◆ Exercise requirements:
1. From the Earth-Regency history below, print the part that opens with the words containing "The Rise Of" and closes with "regions for expansion.".
2. In the Earth-Regency history below, what did King John The Great use the Magna Carta to do?

Pieces Of Creation is an occasional recurring column at Campaign Mastery in which Mike offers game reference and other materials that he has created for his own campaigns.
Welcome to part two of this series of articles introducing the history of Earth-Regency. Part 1 showed how a small change in one weak Baron’s attitude enabled King John The Great (John II) to use the Magna Carta to strengthen the power of the monarchy instead of handing most of it over to his rebellious Barons, and how John II used the increased military strength to conquer most of France and force an Oath of Fealty from the King of France, who continued to rule in the south as the vassal of King John and Pope Innocent. John had direct rule over the northwest, while the north was “given” to The Germans, but was able to wrest its independence back quickly. They sought to return to the rule of the French King, who was undoubtedly tempted but did not have the forces required to hold the larger realm. At first, the only external impact of these changes was that France was unable to periodically bleed England of its best troops, and as a result, England’s military and political power grew.
The Rise Of Rivals
We begin this part at the opening of the Age Of Exploration. The German Empire has waned, and England controls continental Europe East to the Italian border, North to the Danish Empire and Holland, and South to the Spanish border. Hemmed in by the English, those powers are forced to seek other regions for expansion.

◆ Data shown:
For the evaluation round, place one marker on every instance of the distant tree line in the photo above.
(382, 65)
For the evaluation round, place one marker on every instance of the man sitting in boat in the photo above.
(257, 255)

◆ Results by task:
1.
The Rise Of Rivals
We begin this part at the opening of the Age Of Exploration. The German Empire has waned, and England controls continental Europe East to the Italian border, North to the Danish Empire and Holland, and South to the Spanish border. Hemmed in by the English, those powers are forced to seek other regions for expansion.

2. He used it to strengthen the power of the monarchy instead of handing most of it over to his rebellious Barons.